> **Given exercise**
Copy the listing below line for line, changing nothing.

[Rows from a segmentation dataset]

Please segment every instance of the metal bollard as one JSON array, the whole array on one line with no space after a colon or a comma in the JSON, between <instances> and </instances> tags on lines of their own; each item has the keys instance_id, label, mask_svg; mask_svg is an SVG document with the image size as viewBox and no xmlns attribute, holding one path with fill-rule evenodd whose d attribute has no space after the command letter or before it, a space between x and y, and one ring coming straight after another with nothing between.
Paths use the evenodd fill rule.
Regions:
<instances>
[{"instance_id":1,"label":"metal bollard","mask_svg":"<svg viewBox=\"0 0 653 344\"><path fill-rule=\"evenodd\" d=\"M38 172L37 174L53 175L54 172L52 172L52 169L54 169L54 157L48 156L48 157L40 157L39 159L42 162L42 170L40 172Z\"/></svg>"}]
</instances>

> **Expected output**
Please segment every instance of the metal bollard as one JSON array, the whole array on one line with no space after a colon or a comma in the JSON, between <instances> and </instances> tags on lines of their own; each item has the keys instance_id, label, mask_svg; mask_svg is an SVG document with the image size as viewBox and no xmlns attribute, holding one path with fill-rule evenodd whose d attribute has no space after the command letter or before it, a space between x and y, and one ring coming straight after another with nothing between.
Paths use the evenodd fill rule.
Regions:
<instances>
[{"instance_id":1,"label":"metal bollard","mask_svg":"<svg viewBox=\"0 0 653 344\"><path fill-rule=\"evenodd\" d=\"M38 172L37 174L53 175L54 172L52 172L52 169L54 169L54 157L48 156L48 157L40 157L39 159L42 162L42 170L40 172Z\"/></svg>"}]
</instances>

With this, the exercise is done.